● Source passage
··········
Will Vaulks

Personal information
- Full name: William Robert Vaulks
- Date of birth: 13 September 1993 (age 32)
- Place of birth: Wirral, England
- Height: 5 ft 11 in (1.80 m)
- Position: Defensive midfielder

Team information
- Current team: Tranmere Rovers
- Number: 6

Youth career
- 0000–2012: Tranmere Rovers

Senior career*
- Years: Team / Apps / (Gls)
- 2012–2013: Tranmere Rovers / 0 / (0)
- 2012–2013: → Workington (loan) / 19 / (1)
- 2013–2016: Falkirk / 108 / (10)
- 2016–2019: Rotherham United / 125 / (13)
- 2019–2022: Cardiff City / 105 / (11)
- 2022–2024: Sheffield Wednesday / 77 / (2)
- 2024–2026: Oxford United / 83 / (2)
- 2026–: Tranmere Rovers / 0 / (0)

International career
- 2019–2022: Wales / 7 / (0)

= Will Vaulks =

Welsh footballer (born 1993)

William Robert Vaulks (born 13 September 1993) is a professional footballer who plays as a defensive midfielder for club Tranmere Rovers.

He began his professional career at Tranmere Rovers in 2012 but did not make a senior appearance, going on loan to Workington of the Conference North before joining Scottish club Falkirk in February 2013. He played 142 games for the club, including the 2015 Scottish Cup Final and two Scottish Championship play-off finals. In 2016 he joined Rotherham United for an undisclosed fee, where he was Player of the Season as they won the League One playoffs in 2018. In 2019, he signed for Cardiff City. He subsequently played for Sheffield Wednesday and Oxford United before returning to Tranmere Rovers ahead of the 2026–27 season.

In March 2019 he made his debut for the Welsh national team whom he qualifies for through his mother.

==Club career==
===Tranmere Rovers===
Vaulks was born in Wirral, Merseyside, and grew up supporting Newcastle United. He began his career with local League One club Tranmere Rovers, signing amateur forms in March 2003 at the age of nine. Vaulks remained with Tranmere and was rewarded with his first professional contract in June 2010. He was called up for one senior match, a 2–1 extra-time win at Chesterfield in the League Cup first round on 13 August 2012, in which he was an unused substitute.

===Workington===
In August 2012, Vaulks joined Workington of the Conference North initially on a one-month loan. He made his senior debut on 22 August in a 1–0 loss to Chester, coming on as a 65th-minute substitute for Mark Boyd. His loan was subsequently extended twice before he signed a permanent deal with Workington at the beginning of December 2012. He went on to make 24 appearances in all competitions for the Cumbrian club, scoring the equaliser in a 2–1 win over Droylsden at Borough Park.

===Falkirk===
In February 2013, due to a clause in his Workington contract that allowed him to leave for a professional club, he signed for Scottish Football League First Division side Falkirk. He made his debut on 9 March in a 2–0 loss at Greenock Morton, and ended the season with six appearances.

On 9 November 2013, Vaulks scored his first goal for the Bairns, to open a 4–1 win over Livingston at Falkirk Stadium. In January 2014, Vaulks was called to a trial by English Championship club Blackburn Rovers. He played 42 games over the season, including all four of the play-off games as the club lost 2–1 to Hamilton Academical in the final. He was named in the PFA Scotland Team of the Year for the Scottish Championship in 2013–14. On 10 May 2014, he extended his contract with Falkirk until the end of May 2017.
··········
● Extracted data
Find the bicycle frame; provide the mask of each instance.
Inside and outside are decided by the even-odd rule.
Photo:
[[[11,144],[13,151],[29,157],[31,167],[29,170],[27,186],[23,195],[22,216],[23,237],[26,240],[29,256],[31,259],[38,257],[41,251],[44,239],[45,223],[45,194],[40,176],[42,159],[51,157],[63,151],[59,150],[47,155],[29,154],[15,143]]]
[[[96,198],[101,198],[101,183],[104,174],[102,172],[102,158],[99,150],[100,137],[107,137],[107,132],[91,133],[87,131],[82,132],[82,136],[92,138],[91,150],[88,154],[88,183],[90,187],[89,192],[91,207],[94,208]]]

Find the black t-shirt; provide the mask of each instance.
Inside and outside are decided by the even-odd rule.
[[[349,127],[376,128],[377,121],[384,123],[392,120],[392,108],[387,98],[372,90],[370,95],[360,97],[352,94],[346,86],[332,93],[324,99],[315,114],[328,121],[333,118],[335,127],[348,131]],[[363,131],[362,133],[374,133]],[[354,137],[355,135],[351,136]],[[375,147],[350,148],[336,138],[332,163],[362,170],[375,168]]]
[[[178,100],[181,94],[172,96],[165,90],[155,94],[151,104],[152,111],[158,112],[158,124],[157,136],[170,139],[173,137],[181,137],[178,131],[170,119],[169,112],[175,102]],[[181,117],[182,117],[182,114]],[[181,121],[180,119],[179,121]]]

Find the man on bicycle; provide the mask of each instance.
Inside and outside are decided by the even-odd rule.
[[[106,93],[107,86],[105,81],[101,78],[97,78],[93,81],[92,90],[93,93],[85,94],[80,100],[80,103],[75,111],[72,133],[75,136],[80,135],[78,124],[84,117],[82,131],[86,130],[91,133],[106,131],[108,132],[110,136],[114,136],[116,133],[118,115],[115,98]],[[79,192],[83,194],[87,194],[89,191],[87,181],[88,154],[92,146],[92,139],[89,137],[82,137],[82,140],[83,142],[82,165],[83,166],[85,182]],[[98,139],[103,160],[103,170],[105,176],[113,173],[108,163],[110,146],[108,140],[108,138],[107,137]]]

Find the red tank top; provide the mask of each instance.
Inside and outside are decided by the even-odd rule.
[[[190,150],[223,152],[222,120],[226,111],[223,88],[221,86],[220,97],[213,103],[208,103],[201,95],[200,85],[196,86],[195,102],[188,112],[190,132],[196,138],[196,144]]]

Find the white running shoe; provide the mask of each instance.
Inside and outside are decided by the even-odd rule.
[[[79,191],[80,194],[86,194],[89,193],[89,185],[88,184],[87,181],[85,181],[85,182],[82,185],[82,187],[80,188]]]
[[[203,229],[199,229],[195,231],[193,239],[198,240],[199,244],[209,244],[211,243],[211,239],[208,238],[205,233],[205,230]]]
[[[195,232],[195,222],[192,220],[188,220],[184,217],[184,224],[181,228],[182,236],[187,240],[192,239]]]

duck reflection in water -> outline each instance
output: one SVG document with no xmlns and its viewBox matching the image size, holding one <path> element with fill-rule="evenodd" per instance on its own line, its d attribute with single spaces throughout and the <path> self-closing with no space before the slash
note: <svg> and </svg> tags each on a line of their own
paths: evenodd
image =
··········
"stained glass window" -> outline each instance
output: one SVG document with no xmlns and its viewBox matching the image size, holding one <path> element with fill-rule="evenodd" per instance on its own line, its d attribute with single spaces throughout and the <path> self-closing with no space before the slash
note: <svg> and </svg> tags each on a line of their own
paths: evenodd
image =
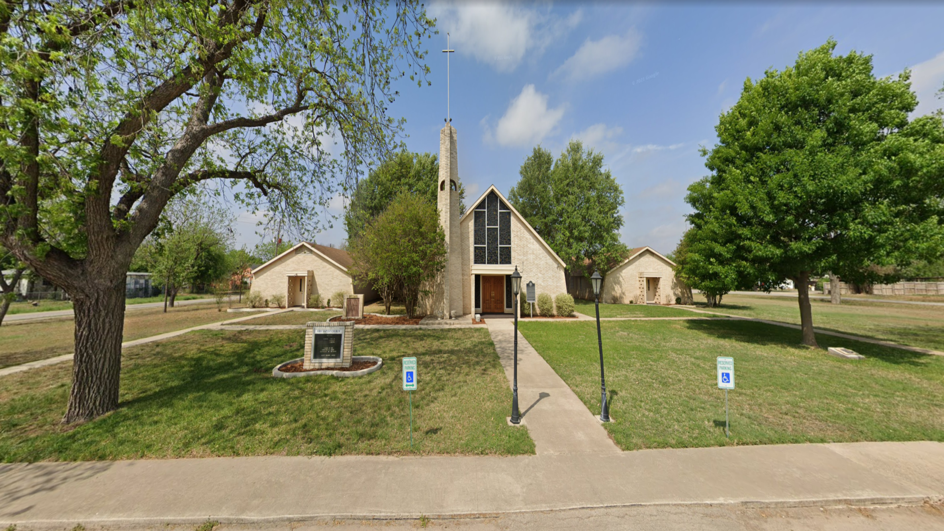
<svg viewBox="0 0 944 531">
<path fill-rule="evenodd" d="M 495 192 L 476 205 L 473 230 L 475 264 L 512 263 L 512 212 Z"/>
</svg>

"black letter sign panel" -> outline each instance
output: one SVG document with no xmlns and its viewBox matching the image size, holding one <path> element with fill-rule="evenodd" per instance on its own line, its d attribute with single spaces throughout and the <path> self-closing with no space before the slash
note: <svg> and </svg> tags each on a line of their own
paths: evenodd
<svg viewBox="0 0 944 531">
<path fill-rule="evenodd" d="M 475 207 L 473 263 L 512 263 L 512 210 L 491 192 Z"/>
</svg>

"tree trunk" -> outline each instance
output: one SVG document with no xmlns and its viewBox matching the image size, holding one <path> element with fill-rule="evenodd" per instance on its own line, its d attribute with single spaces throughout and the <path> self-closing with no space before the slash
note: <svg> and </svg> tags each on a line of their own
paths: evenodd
··········
● Task set
#1 Using the Will Vaulks article, decide whether each statement agrees with it, and back each yes or no with the exact deciding words. (a) Vaulks signed amateur forms with Tranmere Rovers at the age of nine. (b) Falkirk won the play-off final against Hamilton Academical. (c) Vaulks grew up supporting Tranmere Rovers.
#2 Rewrite the Will Vaulks article from "Youth career" up to and including "Wednesday / 77 / (2)", putting "Cardiff" wherever "Cardiff City" appears.

● Exercise answers
#1
(a) Yes: "signing amateur forms in March 2003 at the age of nine"
(b) No: "as the club lost 2–1 to Hamilton Academical in the final"
(c) No: "grew up supporting Newcastle United"

#2
Youth career
- 0000–2012: Tranmere Rovers

Senior career*
- Years: Team / Apps / (Gls)
- 2012–2013: Tranmere Rovers / 0 / (0)
- 2012–2013: → Workington (loan) / 19 / (1)
- 2013–2016: Falkirk / 108 / (10)
- 2016–2019: Rotherham United / 125 / (13)
- 2019–2022: Cardiff / 105 / (11)
- 2022–2024: Sheffield Wednesday / 77 / (2)